:: ABOUT THIS EXERCISE ::
Going line by line through the records below, write out everything starting with the line containing "Target: woven basket" and going on through the line containing "In the photo above, where can the soldier be", exactly and inclusively. Pictures do not go in.

■ ■ ■ ■

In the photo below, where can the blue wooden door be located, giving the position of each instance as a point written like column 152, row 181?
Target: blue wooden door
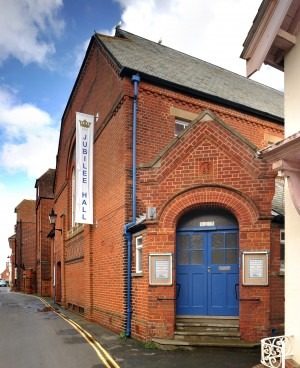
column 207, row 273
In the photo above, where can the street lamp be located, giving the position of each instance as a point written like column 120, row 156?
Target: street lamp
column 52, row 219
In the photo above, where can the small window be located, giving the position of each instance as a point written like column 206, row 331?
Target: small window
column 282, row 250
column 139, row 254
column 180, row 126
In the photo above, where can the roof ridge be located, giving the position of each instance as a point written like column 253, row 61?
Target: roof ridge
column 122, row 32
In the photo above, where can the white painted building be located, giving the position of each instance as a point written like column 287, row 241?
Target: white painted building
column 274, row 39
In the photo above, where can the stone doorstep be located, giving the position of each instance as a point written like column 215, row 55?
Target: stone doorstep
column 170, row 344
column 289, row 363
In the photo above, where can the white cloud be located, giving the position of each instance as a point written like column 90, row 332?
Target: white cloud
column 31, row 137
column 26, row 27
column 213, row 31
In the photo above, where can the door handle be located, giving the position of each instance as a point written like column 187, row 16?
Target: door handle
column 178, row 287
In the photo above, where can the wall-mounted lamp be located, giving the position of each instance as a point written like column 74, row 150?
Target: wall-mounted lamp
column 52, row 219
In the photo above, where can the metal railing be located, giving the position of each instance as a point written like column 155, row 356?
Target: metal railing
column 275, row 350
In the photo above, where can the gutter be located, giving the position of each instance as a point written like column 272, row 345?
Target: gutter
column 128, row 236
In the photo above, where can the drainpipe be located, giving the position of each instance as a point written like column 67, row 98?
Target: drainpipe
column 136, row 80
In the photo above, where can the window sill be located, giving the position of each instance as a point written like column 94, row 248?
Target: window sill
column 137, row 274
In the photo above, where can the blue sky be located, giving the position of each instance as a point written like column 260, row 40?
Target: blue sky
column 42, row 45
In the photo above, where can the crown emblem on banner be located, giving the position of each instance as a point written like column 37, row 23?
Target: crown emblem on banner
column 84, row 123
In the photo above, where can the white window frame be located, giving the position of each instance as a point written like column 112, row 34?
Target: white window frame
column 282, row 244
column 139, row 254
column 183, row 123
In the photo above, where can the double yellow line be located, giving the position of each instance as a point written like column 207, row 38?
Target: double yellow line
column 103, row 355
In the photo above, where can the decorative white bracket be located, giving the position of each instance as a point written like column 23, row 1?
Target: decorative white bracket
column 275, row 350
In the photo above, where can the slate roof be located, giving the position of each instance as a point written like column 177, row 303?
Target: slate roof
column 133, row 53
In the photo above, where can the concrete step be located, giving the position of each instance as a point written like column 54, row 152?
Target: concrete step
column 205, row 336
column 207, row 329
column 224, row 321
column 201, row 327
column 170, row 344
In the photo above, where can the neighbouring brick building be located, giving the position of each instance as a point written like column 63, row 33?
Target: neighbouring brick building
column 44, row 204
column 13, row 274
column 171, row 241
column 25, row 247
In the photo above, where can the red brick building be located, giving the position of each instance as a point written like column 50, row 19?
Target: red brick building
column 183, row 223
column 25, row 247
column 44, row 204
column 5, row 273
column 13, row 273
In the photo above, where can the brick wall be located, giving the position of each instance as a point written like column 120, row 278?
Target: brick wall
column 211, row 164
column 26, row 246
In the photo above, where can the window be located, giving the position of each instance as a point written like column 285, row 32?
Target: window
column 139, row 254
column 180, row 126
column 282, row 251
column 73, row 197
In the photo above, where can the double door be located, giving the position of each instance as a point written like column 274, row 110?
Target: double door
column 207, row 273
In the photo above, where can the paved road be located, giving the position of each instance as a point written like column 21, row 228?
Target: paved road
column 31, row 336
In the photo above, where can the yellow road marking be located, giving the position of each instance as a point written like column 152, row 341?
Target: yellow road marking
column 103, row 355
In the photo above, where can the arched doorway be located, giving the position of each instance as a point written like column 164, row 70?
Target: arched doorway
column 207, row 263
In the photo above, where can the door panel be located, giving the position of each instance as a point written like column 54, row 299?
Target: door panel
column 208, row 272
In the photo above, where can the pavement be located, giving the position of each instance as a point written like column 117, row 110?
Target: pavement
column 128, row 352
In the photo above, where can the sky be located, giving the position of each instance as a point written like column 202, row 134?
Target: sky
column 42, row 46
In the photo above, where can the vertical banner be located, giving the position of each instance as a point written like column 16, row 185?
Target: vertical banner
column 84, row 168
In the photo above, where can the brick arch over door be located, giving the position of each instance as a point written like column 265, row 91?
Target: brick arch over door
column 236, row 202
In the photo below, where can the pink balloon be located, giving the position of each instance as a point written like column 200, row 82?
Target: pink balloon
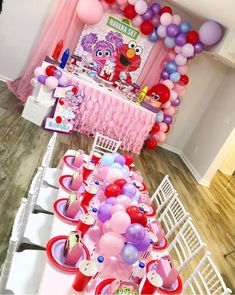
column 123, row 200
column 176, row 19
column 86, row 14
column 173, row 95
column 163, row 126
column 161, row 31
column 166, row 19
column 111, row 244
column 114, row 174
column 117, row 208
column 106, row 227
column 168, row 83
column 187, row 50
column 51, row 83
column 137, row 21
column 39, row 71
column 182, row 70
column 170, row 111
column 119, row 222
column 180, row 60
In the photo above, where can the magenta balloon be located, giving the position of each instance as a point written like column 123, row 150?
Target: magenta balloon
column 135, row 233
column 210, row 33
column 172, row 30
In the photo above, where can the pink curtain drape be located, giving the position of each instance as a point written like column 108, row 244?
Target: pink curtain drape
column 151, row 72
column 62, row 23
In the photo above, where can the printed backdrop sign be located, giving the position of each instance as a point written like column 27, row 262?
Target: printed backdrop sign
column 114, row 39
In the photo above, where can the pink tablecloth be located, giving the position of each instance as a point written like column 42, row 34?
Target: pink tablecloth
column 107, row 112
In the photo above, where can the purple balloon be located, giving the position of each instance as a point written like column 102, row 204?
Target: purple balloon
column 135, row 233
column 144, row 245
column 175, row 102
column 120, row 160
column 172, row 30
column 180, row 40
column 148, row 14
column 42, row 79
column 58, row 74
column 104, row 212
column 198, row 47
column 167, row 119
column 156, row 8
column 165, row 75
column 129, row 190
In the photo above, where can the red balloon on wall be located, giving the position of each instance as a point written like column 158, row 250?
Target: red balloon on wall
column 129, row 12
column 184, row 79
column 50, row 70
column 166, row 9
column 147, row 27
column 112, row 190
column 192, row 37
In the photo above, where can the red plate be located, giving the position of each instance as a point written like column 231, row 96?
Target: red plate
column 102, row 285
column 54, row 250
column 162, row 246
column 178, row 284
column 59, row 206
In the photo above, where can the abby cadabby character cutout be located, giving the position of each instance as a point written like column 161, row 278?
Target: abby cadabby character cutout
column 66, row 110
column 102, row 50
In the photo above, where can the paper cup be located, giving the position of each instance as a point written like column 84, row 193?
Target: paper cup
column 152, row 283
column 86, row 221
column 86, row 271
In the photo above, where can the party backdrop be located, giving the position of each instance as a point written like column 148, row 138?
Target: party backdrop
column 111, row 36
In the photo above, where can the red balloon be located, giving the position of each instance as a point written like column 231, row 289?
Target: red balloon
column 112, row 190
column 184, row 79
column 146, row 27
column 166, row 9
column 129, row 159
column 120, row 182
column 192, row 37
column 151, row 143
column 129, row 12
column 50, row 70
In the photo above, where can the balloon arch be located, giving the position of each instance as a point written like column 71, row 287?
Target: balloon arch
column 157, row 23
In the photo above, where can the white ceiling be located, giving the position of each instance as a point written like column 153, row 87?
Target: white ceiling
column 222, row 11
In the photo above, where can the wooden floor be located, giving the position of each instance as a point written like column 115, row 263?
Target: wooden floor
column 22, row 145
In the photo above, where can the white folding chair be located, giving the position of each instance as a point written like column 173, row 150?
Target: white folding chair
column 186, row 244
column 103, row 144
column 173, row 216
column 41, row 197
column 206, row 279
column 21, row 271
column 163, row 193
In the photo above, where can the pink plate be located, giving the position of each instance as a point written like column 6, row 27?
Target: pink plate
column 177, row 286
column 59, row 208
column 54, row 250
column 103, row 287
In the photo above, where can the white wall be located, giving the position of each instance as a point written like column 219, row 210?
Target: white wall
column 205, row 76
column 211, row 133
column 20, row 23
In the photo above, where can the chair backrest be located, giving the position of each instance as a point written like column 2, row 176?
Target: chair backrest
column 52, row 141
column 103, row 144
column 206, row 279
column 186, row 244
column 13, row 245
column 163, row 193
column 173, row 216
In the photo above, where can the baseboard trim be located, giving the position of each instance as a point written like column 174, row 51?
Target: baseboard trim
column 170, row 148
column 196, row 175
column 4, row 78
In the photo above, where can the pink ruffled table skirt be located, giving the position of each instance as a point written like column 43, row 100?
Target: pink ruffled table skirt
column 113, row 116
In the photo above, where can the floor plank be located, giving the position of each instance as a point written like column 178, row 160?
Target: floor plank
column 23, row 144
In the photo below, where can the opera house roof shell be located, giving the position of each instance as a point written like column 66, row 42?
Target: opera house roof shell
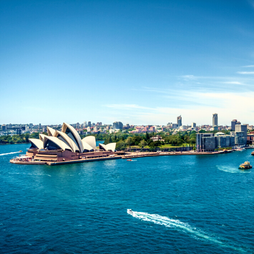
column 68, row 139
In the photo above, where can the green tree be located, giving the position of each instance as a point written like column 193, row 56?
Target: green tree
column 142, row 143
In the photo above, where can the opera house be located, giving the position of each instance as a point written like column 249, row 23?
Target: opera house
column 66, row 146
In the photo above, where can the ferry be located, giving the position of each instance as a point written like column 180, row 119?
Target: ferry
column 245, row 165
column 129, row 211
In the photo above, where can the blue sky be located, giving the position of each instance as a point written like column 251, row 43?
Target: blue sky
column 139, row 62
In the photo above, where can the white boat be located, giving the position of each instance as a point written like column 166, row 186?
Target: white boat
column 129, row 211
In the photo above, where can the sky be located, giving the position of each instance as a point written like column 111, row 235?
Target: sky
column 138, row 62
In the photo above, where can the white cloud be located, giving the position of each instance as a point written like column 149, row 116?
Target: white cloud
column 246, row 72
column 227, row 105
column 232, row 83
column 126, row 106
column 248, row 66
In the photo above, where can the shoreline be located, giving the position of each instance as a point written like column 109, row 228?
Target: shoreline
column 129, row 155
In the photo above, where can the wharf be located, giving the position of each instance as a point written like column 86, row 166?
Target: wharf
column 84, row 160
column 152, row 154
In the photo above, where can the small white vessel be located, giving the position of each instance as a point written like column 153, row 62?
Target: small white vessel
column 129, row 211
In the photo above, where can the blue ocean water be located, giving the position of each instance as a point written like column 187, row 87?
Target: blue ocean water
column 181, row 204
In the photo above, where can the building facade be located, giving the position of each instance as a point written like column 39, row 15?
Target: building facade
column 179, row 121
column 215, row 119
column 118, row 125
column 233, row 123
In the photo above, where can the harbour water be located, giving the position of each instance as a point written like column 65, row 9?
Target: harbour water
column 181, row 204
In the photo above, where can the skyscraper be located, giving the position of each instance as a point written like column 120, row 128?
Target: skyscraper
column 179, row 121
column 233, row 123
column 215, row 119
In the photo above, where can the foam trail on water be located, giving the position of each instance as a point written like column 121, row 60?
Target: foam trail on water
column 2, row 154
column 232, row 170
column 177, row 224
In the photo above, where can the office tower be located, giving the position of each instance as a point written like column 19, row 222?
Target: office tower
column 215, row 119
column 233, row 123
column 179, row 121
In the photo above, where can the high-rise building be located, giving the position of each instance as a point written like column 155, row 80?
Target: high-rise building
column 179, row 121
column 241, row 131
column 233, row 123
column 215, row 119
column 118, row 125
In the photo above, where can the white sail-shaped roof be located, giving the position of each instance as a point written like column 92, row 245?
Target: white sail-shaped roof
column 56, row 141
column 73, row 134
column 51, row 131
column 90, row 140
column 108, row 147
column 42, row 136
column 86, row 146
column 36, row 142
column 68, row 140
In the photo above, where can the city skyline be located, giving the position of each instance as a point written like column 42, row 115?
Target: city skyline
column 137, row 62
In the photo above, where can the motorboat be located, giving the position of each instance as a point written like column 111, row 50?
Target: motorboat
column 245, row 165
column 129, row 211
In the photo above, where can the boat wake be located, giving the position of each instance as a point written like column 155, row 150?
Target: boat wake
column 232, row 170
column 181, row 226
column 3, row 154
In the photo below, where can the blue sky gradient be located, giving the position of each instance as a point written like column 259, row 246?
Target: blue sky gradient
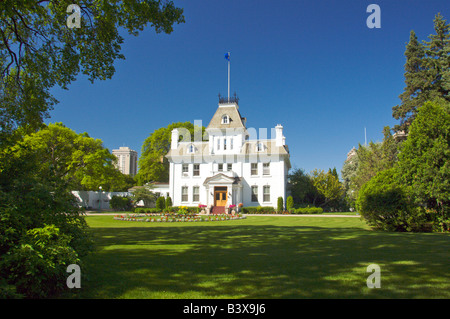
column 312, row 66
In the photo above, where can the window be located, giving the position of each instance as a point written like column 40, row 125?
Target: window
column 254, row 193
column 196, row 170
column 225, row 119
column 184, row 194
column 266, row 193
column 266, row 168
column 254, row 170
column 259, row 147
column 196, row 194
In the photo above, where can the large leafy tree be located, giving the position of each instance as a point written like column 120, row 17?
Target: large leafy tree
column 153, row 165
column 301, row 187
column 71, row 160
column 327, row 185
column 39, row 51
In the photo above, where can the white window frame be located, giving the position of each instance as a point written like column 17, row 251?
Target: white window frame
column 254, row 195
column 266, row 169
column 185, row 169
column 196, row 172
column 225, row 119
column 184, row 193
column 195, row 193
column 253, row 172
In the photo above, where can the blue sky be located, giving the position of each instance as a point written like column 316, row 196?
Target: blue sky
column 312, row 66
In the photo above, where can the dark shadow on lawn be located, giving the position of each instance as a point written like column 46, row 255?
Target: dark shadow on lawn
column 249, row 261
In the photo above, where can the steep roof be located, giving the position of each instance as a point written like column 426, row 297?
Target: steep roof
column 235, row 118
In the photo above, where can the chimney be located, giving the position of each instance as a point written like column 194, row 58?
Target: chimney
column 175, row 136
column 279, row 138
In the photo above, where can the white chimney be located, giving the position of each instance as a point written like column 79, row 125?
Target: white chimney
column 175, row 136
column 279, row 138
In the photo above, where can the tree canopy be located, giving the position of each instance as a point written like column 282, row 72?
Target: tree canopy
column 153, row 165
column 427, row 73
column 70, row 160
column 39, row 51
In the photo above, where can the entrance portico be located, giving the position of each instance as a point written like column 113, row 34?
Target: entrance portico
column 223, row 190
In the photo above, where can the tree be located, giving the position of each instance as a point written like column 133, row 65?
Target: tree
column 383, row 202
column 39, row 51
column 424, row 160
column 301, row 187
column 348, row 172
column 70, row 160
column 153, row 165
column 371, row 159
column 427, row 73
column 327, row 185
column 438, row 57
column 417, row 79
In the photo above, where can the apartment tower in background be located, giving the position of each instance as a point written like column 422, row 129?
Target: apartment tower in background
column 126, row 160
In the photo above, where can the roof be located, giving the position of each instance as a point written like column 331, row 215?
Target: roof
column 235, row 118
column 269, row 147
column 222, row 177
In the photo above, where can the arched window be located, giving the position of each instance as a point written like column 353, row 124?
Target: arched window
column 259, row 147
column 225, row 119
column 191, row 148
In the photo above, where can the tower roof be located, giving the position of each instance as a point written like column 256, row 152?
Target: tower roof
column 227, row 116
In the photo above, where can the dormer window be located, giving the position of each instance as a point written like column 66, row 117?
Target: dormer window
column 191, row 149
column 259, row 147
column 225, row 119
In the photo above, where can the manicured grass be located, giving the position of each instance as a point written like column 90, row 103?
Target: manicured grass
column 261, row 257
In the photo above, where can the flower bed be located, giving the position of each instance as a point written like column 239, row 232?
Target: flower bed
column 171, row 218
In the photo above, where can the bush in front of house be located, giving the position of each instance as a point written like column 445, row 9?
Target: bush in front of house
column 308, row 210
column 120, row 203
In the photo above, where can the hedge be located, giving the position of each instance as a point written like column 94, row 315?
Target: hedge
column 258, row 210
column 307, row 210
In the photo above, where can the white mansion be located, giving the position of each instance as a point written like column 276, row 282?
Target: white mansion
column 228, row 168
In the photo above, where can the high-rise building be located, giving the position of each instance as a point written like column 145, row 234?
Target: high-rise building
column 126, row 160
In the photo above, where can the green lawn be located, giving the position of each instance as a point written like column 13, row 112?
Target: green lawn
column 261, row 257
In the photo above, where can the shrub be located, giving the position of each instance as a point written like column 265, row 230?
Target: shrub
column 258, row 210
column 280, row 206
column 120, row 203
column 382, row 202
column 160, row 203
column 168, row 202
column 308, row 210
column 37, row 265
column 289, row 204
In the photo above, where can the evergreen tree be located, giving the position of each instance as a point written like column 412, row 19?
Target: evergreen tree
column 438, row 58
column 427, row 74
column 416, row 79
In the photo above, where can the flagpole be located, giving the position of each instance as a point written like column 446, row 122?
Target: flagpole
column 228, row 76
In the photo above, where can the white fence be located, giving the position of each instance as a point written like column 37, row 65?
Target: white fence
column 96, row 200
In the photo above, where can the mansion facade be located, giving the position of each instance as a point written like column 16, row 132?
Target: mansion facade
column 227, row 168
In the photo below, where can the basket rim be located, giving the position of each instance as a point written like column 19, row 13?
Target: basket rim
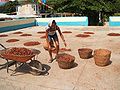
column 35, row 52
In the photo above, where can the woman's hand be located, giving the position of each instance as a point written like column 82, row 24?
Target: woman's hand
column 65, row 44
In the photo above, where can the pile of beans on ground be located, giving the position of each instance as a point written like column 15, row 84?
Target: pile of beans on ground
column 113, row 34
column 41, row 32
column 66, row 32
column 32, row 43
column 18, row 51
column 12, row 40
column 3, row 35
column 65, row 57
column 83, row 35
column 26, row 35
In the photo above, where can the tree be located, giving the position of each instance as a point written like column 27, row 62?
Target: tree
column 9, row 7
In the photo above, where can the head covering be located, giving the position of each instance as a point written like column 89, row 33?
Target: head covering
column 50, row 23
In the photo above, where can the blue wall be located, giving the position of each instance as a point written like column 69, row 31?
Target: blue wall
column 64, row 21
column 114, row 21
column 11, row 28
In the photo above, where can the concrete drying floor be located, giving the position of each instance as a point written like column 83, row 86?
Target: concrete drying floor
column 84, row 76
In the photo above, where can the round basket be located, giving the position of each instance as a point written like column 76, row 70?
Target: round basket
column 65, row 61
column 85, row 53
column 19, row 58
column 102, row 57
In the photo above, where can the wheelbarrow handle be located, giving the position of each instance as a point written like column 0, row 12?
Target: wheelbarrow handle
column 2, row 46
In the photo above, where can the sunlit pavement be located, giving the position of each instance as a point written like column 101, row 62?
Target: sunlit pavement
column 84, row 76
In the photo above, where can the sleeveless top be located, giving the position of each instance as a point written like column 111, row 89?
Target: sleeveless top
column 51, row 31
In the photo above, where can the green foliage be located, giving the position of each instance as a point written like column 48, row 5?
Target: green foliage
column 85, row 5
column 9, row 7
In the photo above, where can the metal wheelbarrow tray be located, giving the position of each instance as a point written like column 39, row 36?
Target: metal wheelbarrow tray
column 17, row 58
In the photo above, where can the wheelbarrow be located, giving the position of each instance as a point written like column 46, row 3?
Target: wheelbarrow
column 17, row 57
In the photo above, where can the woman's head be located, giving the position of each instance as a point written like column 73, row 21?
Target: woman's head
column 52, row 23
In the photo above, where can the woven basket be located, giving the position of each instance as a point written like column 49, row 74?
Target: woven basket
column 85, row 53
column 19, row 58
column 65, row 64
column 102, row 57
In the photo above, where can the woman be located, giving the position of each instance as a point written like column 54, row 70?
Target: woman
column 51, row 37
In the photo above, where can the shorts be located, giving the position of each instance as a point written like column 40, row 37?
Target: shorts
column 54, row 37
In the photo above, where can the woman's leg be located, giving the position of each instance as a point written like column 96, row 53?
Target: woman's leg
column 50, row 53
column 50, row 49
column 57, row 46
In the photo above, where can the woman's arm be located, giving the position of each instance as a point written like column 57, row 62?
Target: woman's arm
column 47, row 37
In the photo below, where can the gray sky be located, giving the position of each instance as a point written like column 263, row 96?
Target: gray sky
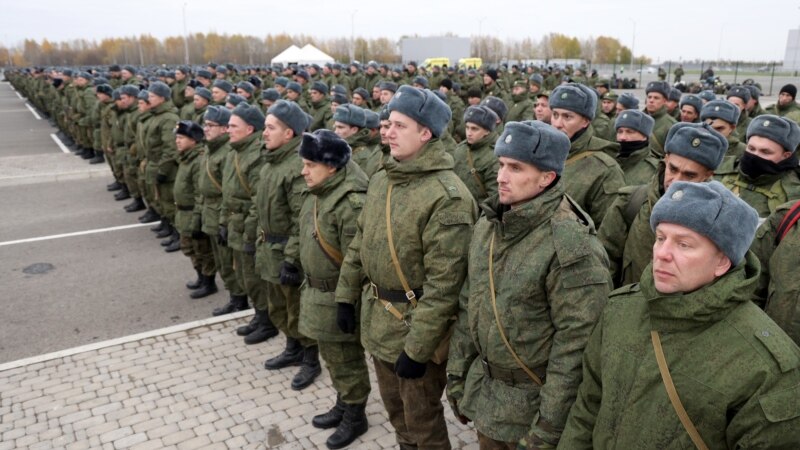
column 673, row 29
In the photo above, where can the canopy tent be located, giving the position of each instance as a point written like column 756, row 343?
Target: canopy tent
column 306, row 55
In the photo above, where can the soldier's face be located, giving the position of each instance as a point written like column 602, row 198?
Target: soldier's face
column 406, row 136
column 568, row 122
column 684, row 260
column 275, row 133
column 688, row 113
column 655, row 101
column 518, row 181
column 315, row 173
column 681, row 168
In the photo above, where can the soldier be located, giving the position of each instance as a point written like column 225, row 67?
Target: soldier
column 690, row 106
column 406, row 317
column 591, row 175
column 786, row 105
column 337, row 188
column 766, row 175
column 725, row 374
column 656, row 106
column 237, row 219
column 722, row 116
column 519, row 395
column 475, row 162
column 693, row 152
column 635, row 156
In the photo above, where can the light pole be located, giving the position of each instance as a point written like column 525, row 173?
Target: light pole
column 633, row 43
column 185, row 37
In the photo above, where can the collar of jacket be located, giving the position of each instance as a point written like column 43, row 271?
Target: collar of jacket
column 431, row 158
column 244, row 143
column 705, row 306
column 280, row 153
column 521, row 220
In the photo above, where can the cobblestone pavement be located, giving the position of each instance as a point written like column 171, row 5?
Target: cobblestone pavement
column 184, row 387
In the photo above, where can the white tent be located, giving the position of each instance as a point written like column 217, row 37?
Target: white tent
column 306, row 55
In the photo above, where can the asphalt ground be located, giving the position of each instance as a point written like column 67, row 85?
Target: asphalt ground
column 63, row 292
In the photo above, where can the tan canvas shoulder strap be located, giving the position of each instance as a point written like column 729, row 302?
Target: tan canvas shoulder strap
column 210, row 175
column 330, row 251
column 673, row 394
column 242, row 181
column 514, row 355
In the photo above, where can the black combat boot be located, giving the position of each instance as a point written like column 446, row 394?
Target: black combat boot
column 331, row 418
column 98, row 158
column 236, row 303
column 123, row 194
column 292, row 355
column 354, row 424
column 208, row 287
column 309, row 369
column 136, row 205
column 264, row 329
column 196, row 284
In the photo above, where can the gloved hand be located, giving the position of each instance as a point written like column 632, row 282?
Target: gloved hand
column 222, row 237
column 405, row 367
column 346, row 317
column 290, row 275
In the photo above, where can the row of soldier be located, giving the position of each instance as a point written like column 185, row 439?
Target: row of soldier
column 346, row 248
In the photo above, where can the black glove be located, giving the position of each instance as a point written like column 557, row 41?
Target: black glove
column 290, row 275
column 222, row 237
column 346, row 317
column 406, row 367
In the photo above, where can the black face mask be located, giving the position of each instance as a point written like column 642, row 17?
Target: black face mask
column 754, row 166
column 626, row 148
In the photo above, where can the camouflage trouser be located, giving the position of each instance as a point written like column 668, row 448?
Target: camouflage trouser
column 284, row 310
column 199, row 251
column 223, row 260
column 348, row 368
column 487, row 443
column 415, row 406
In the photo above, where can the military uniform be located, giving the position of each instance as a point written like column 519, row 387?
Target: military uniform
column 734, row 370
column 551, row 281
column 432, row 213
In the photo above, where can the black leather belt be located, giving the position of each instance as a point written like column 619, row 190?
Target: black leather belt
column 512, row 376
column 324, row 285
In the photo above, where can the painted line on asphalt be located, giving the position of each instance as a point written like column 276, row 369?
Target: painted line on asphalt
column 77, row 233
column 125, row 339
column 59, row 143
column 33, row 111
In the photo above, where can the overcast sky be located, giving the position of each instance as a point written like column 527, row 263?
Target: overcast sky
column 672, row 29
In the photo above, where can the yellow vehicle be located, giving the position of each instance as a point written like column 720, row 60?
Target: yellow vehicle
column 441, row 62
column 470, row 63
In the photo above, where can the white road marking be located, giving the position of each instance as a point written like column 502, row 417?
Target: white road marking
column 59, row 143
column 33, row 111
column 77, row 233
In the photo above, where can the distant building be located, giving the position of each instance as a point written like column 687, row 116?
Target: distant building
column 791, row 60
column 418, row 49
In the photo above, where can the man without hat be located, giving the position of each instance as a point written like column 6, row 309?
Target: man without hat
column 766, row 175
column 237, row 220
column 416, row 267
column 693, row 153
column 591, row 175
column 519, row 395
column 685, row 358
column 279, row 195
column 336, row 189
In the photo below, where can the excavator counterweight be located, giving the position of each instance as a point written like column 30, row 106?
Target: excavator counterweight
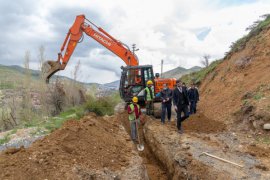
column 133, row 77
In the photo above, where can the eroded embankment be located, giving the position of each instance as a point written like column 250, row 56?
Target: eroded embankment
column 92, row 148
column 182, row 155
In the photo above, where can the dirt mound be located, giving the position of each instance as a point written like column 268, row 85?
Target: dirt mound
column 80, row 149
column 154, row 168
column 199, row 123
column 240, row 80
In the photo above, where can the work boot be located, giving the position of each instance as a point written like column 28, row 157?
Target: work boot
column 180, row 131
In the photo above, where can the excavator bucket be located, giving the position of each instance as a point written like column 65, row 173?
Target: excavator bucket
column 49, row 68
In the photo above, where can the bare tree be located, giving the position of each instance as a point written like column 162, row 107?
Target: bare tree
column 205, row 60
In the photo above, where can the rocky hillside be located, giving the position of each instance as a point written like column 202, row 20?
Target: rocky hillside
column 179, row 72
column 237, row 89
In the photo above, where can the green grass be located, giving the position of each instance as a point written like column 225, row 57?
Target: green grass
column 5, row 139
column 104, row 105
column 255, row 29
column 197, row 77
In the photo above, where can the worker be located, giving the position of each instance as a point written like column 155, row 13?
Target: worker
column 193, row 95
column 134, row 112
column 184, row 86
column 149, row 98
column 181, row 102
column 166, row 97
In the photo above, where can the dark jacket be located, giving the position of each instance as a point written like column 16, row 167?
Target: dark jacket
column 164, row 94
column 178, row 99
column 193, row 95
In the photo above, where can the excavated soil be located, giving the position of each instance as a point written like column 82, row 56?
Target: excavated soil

■ ■ ■ ■

:: ANSWER BELOW ::
Target: woven basket
column 85, row 53
column 19, row 58
column 65, row 64
column 102, row 57
In the photo above, where can the woman be located, giving the position of each instance as a point written like column 54, row 70?
Target: woman
column 51, row 37
In the photo above, where can the shorts be located, giving the position of each instance as a point written like column 40, row 37?
Target: shorts
column 54, row 37
In the photo above, where can the woman's leg be located, giving the position of each instance as a point written like column 96, row 53?
Target: woman's leg
column 50, row 53
column 50, row 49
column 57, row 46
In the photo above, where can the woman's arm be located, giving the position of each instance as a point written like column 57, row 62?
Target: woman's arm
column 47, row 37
In the photo below, where can the gray sky be located, giving the position of each instance as a point written like column 263, row 96?
Target: gray sky
column 673, row 29
In the photo above, where can the canopy tent be located, giving the position of each instance as a point written like column 756, row 343?
Target: canopy tent
column 306, row 55
In the photo above, where can the soldier's face be located, giving the position of each instance as a point written like column 602, row 198?
Target: soldier's face
column 406, row 136
column 568, row 122
column 684, row 260
column 275, row 133
column 688, row 113
column 655, row 101
column 518, row 181
column 315, row 173
column 681, row 168
In the photo above, where can the soldier be located, giving the position of each instance as a point written like column 225, row 67?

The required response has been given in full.